Introduction
Ce chapitre est un chapitre de transition. Le chapitre précédent traite de la responsabilité collective de Jérusalem. Le chapitre suivant traite de la responsabilité personnelle. Ce chapitre traite de Sédécias, le roi de Juda. Il est le représentant du peuple, tout en étant personnellement responsable devant Dieu.
Sédécias, l’actuel chef de Jérusalem, est opposé au futur Fils de David qui dirigera le peuple de Dieu. Le premier est comparé à une vigne qui a peu de hauteur (versets 1-21), le second à un cèdre élevé (versets 22-24).
1 - 10 Parabole des deux aigles
1 Et la parole de l’Éternel vint à moi, disant : 2 – Fils d’homme, propose une énigme et présente une parabole à la maison d’Israël, 3 et dis : Ainsi dit le Seigneur, l’Éternel : Un grand aigle, à grandes ailes, à longues pennes, plein de plumes, qui était de couleurs variées, vint au Liban, et prit la cime d’un cèdre ; 4 il arracha la plus haute de ses jeunes pousses, et la transporta dans un pays de marchands et la mit dans une ville de commerçants. 5 Et il prit de la semence du pays et la mit dans un champ où l’on sème ; il la transporta près de grandes eaux, il la planta comme un saule. 6 Et elle poussa et devint une vigne qui s’étendit, mais avait peu de hauteur, pour que ses branches se tournent vers lui et que ses racines soient sous lui ; et elle devint une vigne, et produisit des sarments, et développa des feuilles. 7 Mais il y avait un [autre] grand aigle, à grandes ailes et à beaucoup de plumes ; et voici, des carrés où elle était plantée, cette vigne tourna vers lui ses racines, et étendit ses branches vers lui, afin qu’il l’arrose. 8 Elle était plantée dans un bon terrain, près de grandes eaux, afin de produire des sarments et de porter du fruit, afin d’être une vigne magnifique. 9 Dis : Ainsi dit le Seigneur, l’Éternel : Prospérera-t-elle ? N’arrachera-t-il pas ses racines, et ne coupera-t-il pas son fruit, en sorte qu’elle sèche ? Toutes les jeunes feuilles de ses pousses sécheront, et il ne sera pas besoin d’un grand bras et d’un peuple nombreux pour la déraciner. 10 Et voici, elle est plantée : prospérera-t-elle ? Quand le vent d’orient l’aura touchée, ne séchera-t-elle pas entièrement ? Elle séchera sur les carrés où elle a poussé.

MATÉRIEL FOURNI ▸
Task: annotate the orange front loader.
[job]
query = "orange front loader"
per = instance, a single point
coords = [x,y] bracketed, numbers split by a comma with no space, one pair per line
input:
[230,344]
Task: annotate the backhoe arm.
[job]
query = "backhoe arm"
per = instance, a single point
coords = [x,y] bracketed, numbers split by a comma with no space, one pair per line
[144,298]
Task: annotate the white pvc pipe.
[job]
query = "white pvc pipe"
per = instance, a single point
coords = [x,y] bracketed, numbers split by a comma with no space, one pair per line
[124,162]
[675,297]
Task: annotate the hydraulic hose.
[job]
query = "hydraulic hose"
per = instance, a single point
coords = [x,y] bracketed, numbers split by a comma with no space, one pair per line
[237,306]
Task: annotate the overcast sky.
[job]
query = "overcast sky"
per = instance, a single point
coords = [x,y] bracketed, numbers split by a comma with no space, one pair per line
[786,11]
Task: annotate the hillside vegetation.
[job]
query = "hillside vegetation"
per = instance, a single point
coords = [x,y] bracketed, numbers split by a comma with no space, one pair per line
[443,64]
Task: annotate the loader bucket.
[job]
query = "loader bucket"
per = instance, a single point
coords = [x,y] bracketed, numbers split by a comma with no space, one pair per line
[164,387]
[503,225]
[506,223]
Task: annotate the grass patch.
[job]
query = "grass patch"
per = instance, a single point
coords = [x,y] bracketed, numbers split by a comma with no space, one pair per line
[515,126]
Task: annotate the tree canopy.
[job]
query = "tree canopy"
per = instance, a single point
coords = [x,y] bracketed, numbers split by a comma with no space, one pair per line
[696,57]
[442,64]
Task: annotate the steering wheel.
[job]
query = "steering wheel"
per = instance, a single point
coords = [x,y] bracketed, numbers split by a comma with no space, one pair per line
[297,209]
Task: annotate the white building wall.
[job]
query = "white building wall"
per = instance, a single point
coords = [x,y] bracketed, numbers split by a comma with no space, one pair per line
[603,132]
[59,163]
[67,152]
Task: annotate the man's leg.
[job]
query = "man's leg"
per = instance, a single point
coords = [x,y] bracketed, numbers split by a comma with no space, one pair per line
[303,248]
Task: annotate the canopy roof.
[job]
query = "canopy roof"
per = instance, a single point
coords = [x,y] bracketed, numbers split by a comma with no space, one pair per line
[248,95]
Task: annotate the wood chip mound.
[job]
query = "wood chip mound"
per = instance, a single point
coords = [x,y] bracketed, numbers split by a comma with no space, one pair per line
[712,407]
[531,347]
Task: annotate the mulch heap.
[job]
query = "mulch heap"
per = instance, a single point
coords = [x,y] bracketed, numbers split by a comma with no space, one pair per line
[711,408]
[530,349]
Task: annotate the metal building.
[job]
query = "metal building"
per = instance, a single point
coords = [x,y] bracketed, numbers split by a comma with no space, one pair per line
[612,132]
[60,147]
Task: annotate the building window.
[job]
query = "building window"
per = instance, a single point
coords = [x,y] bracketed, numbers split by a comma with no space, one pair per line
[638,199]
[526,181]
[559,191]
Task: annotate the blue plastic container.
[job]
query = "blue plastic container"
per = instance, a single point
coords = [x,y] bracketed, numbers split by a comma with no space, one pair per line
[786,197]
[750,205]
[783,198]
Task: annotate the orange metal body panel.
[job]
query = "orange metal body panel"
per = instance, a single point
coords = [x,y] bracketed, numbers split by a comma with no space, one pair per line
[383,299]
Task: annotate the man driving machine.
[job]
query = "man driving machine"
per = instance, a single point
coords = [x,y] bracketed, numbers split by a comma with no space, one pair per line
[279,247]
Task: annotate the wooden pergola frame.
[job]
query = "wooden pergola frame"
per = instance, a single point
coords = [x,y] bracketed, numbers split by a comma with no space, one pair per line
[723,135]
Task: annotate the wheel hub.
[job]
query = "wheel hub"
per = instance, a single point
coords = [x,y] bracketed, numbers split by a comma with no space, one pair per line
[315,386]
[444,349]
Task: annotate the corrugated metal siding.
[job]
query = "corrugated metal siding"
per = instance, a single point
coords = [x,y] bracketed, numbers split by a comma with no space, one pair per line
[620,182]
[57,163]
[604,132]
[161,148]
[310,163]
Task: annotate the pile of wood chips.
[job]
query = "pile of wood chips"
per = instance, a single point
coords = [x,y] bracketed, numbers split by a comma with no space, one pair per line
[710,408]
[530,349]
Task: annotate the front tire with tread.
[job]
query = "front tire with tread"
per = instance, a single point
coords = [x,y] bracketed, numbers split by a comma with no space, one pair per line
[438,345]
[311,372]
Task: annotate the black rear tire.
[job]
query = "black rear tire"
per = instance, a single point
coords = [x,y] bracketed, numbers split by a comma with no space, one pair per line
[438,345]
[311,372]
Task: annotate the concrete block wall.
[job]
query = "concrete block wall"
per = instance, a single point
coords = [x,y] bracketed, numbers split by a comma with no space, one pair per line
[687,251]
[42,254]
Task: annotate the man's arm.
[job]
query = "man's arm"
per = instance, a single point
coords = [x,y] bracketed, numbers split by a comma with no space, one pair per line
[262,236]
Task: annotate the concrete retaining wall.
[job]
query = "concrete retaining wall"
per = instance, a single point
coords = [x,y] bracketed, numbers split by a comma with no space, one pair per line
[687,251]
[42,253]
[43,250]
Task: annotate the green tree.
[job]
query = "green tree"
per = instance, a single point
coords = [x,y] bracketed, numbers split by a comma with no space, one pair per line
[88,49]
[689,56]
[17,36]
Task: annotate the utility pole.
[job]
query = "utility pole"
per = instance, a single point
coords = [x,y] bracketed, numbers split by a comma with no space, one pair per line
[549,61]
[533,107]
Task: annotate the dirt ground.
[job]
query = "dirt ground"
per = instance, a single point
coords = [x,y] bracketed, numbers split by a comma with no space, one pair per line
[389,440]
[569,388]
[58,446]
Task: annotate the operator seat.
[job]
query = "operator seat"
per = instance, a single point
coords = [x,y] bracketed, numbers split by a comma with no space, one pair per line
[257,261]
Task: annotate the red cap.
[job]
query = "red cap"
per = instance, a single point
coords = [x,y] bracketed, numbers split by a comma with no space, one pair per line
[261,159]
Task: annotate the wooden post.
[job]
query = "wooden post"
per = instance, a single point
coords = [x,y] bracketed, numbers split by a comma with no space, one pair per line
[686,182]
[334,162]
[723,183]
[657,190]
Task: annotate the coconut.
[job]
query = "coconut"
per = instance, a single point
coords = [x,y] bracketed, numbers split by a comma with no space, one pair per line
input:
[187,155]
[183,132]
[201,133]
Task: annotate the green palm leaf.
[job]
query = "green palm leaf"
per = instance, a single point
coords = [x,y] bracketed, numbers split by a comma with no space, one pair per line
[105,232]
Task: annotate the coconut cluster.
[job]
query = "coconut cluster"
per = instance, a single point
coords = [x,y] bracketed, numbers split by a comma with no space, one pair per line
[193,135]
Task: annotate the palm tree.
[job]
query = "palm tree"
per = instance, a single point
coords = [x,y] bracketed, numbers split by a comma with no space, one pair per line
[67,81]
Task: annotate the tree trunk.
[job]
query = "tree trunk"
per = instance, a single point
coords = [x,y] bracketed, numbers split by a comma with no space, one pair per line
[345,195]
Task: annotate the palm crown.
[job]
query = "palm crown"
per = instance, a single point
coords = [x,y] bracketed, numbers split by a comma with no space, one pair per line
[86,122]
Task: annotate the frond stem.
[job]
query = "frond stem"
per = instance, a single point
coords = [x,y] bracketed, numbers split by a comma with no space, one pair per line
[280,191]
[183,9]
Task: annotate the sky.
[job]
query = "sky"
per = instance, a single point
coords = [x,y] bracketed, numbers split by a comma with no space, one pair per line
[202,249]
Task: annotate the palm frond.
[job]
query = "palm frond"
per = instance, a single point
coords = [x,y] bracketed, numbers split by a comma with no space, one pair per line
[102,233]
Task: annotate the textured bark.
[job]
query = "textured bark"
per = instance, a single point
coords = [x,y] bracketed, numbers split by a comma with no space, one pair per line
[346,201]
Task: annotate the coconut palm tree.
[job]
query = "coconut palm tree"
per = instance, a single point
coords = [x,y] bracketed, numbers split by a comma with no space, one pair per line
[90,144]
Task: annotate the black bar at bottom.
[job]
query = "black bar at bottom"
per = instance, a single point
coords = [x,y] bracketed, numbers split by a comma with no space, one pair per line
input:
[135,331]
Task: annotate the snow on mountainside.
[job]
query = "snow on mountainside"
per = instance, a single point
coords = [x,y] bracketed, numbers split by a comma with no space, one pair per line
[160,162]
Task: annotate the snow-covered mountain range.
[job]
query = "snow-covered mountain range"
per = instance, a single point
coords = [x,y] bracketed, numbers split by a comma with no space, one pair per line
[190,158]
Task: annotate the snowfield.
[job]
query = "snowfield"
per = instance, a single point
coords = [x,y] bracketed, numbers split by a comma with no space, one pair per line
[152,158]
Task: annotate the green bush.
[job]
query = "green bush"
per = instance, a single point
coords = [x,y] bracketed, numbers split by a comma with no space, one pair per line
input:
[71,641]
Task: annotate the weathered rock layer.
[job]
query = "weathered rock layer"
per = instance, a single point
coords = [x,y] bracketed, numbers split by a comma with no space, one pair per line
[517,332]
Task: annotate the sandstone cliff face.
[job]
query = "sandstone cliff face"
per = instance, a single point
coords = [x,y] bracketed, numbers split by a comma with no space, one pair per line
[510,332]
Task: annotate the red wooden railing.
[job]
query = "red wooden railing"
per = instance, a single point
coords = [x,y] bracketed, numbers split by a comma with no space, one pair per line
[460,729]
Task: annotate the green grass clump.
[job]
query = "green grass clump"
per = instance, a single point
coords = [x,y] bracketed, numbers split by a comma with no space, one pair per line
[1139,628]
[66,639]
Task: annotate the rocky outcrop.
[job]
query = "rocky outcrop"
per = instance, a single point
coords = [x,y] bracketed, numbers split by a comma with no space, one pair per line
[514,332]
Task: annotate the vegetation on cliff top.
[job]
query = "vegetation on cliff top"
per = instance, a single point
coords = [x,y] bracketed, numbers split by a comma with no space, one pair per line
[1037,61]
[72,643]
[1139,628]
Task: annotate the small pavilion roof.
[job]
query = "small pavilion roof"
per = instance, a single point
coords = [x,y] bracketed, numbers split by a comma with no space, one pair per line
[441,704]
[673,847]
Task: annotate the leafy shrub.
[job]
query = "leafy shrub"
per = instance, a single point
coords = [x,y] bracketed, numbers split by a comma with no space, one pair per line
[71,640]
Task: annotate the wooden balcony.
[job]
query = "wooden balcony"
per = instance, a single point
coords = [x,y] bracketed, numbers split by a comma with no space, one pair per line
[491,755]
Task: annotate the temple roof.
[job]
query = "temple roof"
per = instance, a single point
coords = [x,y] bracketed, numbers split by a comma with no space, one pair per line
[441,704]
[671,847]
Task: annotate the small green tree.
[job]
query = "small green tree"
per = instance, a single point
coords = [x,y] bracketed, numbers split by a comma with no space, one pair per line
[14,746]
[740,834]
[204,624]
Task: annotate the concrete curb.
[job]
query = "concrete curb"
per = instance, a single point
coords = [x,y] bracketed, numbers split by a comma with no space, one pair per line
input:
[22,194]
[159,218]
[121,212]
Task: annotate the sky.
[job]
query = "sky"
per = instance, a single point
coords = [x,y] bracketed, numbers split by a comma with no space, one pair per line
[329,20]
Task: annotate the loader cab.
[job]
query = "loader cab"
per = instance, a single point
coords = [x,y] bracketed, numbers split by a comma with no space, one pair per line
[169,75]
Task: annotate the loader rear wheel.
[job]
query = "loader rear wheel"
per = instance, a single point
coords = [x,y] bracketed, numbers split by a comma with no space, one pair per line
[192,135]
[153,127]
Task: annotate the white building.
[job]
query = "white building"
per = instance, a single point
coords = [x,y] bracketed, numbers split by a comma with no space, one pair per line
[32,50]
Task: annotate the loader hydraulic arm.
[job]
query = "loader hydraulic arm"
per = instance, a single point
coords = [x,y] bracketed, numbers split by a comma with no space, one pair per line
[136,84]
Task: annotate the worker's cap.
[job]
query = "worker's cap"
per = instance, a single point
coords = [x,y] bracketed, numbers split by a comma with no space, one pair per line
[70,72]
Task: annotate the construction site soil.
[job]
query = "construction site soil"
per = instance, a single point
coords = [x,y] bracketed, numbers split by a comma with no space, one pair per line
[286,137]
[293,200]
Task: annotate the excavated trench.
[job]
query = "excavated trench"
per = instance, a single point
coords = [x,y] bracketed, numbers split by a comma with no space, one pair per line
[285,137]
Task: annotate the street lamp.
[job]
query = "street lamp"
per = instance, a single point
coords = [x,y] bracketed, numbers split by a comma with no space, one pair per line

PROBLÈMES À RÉSOUDRE ▸
1) Extrayez du texte sur la parabole des deux aigles le passage qui débute aux mots « Introduction » et se termine après les mots « responsable devant Dieu. ».
2) D'après le texte sur la parabole des deux aigles, à quel arbre le futur Fils de David est-il comparé ?
3) Poursuivez le texte sur la parabole des deux aigles à partir de sa dernière phrase.
Le matériel fourni n'a aucun lien avec le texte sur la parabole des deux aigles.

RÉSULTATS OBTENUS ▸
1)
Introduction
Ce chapitre est un chapitre de transition. Le chapitre précédent traite de la responsabilité collective de Jérusalem. Le chapitre suivant traite de la responsabilité personnelle. Ce chapitre traite de Sédécias, le roi de Juda. Il est le représentant du peuple, tout en étant personnellement responsable devant Dieu.

2) À un cèdre élevé.

3)
La parole de l’Éternel vient à Ézéchiel (verset 1), où l’Éternel s’adresse à nouveau à lui en tant que « fils d’homme » (verset 2). Ézéchiel doit proposer une énigme au peuple et lui présenter une parabole. Une énigme est une déclaration obscure, c’est quelque chose qui est dit de manière indirecte et qui nécessite une explication. Une parabole est la représentation d’une vérité spirituelle à travers des images tangibles. La parabole est une énigme qui est expliquée par l’Éternel Lui-même (versets 11-21). Les paraboles et les énigmes sont utilisées pour attirer l’attention et inciter les auditeurs à réfléchir.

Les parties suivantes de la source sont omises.